▶ _Your task_
Search the data for the word "tile" and copy out every line that has it.

▶ _Supplied material_
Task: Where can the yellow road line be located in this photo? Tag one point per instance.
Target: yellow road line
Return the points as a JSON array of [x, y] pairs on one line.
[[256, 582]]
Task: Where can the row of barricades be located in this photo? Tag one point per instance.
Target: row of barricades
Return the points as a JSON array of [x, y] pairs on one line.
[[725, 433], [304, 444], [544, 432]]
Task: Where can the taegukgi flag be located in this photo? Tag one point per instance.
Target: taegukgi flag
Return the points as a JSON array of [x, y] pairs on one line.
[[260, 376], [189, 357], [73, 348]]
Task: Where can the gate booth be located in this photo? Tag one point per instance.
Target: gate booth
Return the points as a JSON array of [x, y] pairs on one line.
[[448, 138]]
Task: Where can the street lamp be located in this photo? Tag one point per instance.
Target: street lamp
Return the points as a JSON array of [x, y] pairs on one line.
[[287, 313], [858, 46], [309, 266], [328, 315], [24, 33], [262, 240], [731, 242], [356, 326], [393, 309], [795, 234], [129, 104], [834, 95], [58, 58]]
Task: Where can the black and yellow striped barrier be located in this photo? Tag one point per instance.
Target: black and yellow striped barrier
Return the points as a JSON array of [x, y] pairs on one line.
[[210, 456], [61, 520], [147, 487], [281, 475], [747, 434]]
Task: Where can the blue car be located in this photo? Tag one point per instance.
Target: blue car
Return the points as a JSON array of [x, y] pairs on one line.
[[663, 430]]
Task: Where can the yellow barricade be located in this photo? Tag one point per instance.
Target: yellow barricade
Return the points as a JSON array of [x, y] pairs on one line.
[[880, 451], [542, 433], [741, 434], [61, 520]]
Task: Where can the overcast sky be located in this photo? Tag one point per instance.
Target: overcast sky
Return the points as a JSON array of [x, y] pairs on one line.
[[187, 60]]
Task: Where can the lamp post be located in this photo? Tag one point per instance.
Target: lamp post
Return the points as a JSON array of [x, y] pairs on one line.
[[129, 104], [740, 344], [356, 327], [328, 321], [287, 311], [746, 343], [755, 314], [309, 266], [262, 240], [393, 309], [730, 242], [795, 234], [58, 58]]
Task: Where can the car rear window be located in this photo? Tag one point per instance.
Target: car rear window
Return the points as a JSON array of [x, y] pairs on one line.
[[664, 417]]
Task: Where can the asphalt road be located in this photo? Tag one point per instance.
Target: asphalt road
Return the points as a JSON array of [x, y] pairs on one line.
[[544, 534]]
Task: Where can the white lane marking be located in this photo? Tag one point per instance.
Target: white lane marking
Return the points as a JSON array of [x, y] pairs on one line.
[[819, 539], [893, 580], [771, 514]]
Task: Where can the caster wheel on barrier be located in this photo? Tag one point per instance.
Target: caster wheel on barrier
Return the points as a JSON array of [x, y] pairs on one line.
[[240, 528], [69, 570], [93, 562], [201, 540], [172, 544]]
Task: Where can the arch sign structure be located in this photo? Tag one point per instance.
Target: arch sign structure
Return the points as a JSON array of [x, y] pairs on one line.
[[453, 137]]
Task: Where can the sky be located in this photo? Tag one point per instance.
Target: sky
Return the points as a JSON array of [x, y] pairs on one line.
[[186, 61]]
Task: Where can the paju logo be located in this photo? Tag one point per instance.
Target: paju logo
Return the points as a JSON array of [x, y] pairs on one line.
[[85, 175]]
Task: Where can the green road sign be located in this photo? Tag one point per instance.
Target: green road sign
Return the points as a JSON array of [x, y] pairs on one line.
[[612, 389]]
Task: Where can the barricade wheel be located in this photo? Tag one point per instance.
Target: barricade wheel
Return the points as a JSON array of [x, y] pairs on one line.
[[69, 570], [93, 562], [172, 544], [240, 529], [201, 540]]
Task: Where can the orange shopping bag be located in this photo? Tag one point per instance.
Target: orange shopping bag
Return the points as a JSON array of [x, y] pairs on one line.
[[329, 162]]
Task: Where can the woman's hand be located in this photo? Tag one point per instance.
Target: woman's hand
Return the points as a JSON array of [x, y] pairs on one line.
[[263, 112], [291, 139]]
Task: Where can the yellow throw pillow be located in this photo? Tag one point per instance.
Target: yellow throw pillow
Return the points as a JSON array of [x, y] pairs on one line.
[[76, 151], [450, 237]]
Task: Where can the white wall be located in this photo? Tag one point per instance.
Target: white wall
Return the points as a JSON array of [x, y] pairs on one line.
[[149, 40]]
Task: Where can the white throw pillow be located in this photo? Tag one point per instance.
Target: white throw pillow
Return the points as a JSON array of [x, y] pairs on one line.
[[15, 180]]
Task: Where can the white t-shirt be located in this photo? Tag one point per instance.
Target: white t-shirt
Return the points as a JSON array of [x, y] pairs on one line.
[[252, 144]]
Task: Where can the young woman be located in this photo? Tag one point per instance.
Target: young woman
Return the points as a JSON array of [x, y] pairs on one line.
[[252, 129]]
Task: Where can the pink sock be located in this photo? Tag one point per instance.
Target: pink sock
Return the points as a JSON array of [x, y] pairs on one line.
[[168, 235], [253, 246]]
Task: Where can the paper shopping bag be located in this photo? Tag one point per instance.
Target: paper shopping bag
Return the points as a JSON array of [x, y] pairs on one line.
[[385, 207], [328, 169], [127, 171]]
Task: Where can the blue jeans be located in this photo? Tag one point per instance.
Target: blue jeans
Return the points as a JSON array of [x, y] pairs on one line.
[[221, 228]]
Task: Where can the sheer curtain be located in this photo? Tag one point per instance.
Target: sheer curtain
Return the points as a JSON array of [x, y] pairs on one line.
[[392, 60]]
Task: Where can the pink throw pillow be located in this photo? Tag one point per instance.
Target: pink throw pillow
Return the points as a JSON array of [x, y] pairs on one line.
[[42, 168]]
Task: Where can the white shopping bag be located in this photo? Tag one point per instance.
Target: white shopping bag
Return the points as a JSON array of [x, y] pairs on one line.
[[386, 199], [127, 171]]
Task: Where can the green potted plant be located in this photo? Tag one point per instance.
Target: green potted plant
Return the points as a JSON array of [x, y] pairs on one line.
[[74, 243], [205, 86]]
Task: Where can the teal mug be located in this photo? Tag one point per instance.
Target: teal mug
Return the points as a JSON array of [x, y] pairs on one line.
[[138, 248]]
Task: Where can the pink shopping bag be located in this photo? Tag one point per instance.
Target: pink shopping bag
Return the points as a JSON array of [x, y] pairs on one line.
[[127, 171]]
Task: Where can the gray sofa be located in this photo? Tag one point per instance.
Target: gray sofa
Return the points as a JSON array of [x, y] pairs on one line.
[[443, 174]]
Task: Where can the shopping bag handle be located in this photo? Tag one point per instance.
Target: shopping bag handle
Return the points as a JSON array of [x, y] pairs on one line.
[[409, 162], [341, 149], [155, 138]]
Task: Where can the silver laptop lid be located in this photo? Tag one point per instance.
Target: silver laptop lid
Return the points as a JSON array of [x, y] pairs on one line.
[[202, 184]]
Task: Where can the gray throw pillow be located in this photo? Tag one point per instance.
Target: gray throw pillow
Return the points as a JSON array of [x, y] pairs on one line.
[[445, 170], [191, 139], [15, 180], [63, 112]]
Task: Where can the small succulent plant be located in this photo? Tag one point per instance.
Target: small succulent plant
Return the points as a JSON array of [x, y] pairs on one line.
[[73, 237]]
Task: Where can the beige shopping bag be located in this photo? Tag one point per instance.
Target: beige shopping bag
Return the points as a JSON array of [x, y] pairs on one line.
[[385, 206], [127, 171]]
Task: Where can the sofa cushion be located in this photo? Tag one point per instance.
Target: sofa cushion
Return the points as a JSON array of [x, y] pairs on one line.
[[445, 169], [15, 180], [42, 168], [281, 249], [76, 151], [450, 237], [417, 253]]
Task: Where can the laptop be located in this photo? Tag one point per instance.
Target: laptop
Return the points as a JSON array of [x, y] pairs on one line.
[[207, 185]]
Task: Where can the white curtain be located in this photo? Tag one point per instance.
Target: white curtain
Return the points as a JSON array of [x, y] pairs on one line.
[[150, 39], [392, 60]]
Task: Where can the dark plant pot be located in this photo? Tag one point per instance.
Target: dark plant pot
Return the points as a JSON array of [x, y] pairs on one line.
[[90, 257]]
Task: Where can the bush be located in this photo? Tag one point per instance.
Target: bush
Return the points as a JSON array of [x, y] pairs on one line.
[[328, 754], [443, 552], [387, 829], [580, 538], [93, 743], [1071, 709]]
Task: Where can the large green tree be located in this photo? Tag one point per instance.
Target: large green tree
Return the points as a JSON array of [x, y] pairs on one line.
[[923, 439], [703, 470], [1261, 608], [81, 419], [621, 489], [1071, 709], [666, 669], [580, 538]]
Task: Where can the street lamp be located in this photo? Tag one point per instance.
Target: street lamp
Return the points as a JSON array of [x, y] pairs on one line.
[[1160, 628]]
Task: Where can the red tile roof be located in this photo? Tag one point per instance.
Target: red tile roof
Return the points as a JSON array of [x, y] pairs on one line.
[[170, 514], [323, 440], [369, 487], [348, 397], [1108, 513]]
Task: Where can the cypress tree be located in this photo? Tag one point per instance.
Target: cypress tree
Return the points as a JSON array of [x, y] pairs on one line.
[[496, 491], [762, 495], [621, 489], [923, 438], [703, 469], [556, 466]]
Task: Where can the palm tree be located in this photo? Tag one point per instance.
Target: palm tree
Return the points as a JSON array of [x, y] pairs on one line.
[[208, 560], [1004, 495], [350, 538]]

▶ _Solution for this exercise_
Task: Where can the red tile roof be located in this photo? Tag one point per instance.
Target: red tile roof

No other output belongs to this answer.